# START OF Extract

From: Stavros Macrakis
Sent: Monday, December 27, 2010 7:07 PM
To: Richard Fateman
Cc: Richard Hennessy ; Maxima List
Subject: Re: [Maxima] Multi-threaded Maxima
Hennessy speculated:
...Maxima could be as much as 3 ? 5 times faster if it used all
[cores]
Fateman replied:
Not if it is waiting for memory. ...a number of basic algorithms
that could be made faster,... if memory bandwidth were not an issue.
I suppose it all depends on the memory usage patterns (in
particular, the cache footprint) of the particular application.
I ran some simple tests on my 2-core (E8400) machine:
randpol(deg,coef):=sum((random(coef*2)-coef)*x^i,i,0,deg)$
test(d, c) := block([p1, p2], p1 : randpol(d, c), p2 : randpol(d,
c), factor(rat(p1*p2)))$
for i thru 10 do test(100,10^80)$
in two Maxima processes simultaneously (started by hand) vs. in one
Maxima process sequentially.
With two processes, the elapsed times were 54.8+53.5 = 108.3 (with
Windows showing 100 % CPU usage) and with one process, 93.4 (50% CPU
usage). I tried other parameters -- different sized polynomials presumably
require different amounts of memory for the factor calculation --
and saw similar results.
I did the same thing sequentially and I got 45.54+40.11=85.65 seconds. CPU
was at 13%
In two hand-started processes simultaneously I got max(44.22, 48.21) = 48.21
seconds. CPU was at 25%.

# END OF Extract
# START OF Material shown

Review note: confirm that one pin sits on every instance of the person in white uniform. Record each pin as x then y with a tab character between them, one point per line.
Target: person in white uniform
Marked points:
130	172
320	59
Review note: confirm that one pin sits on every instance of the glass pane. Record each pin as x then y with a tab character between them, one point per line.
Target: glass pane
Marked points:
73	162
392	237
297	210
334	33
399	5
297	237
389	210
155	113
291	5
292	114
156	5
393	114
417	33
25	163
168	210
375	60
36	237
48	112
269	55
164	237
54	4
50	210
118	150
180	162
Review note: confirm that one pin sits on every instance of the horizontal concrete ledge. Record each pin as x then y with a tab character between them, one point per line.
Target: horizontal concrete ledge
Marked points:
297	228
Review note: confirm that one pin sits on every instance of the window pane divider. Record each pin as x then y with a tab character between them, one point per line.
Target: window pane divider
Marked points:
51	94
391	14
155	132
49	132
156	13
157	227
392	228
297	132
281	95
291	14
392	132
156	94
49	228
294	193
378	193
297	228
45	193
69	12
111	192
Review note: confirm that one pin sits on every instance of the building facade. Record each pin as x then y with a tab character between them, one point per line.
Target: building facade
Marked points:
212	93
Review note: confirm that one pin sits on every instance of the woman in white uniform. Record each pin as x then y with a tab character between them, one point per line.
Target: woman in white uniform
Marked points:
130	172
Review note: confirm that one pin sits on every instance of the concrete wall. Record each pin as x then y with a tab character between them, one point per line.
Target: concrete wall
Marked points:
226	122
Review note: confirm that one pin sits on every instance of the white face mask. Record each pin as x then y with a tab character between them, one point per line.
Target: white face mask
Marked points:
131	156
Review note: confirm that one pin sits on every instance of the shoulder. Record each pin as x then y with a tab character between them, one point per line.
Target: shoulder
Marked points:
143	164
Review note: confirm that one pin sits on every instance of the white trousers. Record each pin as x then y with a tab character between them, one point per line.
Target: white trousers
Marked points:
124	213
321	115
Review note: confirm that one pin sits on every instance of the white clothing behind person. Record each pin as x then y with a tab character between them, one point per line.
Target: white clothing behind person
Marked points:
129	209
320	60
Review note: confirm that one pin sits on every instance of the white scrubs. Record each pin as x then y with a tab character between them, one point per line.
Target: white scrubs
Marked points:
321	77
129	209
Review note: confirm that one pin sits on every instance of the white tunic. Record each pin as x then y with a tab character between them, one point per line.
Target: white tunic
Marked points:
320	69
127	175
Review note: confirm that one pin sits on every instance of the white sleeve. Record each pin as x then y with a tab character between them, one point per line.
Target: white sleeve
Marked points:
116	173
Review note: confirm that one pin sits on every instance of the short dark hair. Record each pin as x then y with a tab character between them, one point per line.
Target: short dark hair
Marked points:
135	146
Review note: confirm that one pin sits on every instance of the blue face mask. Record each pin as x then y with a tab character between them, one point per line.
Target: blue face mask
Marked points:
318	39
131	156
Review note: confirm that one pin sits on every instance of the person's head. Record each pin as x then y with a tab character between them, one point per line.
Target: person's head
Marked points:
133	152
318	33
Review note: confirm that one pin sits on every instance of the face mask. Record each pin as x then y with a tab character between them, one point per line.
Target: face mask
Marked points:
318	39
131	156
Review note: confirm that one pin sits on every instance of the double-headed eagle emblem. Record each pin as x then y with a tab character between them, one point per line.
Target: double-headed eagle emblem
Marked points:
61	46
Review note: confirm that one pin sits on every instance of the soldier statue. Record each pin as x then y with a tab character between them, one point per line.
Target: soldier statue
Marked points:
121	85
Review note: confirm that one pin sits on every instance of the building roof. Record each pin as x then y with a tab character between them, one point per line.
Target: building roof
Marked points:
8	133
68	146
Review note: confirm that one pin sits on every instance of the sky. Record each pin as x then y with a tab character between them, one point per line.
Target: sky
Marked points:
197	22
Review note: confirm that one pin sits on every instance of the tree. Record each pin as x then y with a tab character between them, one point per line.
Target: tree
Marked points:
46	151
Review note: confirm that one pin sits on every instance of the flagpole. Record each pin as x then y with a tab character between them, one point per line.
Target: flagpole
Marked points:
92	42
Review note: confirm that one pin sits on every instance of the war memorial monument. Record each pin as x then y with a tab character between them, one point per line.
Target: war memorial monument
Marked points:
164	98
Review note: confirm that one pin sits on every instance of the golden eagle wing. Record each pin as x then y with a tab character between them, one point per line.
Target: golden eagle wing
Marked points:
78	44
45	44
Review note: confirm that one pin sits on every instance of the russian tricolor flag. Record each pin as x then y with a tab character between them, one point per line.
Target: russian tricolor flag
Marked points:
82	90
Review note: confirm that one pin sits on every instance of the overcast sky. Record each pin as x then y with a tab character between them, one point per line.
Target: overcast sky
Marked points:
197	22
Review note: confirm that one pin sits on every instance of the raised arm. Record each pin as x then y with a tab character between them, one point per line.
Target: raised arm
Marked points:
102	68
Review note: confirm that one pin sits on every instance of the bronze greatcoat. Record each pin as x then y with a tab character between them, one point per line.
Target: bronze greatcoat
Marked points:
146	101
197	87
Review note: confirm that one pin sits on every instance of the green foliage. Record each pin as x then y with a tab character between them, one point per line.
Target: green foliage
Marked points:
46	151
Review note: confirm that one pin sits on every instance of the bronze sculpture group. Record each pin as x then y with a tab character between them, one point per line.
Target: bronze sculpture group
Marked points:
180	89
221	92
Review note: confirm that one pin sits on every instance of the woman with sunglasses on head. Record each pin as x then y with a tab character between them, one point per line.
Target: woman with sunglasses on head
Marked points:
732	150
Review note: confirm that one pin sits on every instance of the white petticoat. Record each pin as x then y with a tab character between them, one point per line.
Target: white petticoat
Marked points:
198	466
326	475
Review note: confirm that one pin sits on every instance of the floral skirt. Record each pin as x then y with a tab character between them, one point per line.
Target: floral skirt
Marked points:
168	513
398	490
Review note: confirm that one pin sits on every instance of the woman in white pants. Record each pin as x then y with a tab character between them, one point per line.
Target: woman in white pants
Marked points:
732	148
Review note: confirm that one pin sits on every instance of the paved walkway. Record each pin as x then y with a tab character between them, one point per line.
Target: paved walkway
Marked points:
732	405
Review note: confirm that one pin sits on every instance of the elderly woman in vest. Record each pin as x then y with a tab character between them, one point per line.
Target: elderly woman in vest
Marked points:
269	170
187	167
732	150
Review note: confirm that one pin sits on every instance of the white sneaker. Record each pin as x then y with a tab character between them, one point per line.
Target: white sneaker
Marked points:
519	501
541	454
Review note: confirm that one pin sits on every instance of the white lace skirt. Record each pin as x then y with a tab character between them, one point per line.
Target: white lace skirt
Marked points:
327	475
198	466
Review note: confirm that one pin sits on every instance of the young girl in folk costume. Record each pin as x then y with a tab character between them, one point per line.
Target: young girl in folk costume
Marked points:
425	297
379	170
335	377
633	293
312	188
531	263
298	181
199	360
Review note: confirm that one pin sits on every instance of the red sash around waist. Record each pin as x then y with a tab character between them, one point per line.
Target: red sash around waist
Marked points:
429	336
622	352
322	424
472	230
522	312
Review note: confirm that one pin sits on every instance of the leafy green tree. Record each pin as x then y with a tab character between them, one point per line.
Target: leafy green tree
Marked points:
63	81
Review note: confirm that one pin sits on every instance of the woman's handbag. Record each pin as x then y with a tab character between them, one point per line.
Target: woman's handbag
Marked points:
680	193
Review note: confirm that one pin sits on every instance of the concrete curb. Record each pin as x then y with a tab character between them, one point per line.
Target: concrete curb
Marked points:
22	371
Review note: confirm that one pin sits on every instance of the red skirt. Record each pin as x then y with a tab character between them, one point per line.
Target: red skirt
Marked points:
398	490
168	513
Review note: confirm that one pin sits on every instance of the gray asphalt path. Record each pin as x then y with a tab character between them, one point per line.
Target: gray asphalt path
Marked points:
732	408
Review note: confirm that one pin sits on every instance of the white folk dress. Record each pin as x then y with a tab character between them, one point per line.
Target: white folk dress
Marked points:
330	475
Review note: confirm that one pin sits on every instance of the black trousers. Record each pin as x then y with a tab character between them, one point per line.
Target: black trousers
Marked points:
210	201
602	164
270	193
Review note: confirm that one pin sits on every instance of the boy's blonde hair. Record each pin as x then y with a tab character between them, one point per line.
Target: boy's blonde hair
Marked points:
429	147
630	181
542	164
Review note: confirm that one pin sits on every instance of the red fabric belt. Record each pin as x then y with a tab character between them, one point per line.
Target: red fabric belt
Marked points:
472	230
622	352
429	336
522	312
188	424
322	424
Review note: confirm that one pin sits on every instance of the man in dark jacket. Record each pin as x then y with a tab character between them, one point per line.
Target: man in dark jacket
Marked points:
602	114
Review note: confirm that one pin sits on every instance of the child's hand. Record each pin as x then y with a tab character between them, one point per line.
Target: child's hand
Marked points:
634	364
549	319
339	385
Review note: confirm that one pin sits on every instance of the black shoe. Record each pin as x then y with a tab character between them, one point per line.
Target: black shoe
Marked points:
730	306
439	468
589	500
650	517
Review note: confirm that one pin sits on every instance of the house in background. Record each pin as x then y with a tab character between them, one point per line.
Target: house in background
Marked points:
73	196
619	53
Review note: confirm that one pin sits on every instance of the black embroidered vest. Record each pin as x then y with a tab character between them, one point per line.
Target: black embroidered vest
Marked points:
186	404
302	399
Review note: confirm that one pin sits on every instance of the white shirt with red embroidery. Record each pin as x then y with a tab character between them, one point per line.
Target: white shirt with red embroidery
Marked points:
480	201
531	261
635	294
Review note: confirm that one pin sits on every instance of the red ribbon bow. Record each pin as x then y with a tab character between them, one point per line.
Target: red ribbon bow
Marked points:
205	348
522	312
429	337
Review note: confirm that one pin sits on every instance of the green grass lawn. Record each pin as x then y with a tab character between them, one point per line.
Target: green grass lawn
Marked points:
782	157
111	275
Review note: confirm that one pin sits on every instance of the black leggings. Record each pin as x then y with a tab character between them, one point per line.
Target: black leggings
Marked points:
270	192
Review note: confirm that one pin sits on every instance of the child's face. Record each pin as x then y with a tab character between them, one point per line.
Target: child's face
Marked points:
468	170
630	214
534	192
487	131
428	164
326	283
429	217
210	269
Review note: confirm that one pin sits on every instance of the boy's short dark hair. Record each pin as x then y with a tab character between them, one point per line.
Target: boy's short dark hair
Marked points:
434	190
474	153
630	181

# END OF Material shown

(Directions):
1. According to the thread on multi-threaded Maxima, what processor was in the machine Macrakis used for his simple tests?
2. Write the next part of the thread on multi-threaded Maxima, continuing from its final sentence.

(The responses):
1. A 2-core E8400.

2.
In three hand-started processes simultaneously I got max(54.70, 52.81,54.64)
= 54.70 seconds. CPU was at 35%.
I also tried a simple rational matrix inversion:
for i thru 30 do genmatrix(lambda([i,j],random(100)-50),50,50)^^-1$
and got 20.8+21.3 = 42.1 vs. 39.4.
For i = 50 in two processes I got.
for i thru 50 do genmatrix(lambda([i,j],random(100)-50),50,50)^^-1$
I got max(31.76, 32.49) with CPU at 25%
For i = 100 in one process I got
for i thru 100 do genmatrix(lambda([i,j],random(100)-50),50,50)^^-1$
60.83 seconds.
I cannot interpret these results since I don't know what was going on in
these tests. I guess I have a fast machine.
So the advantage in these cases are minimal, as Fateman predicts.
Not for me.
Rich
There may well be symbolic Maxima applications with a small-enough
memory footprint that memory access isn't the bottleneck, but there's no
guarantee of that.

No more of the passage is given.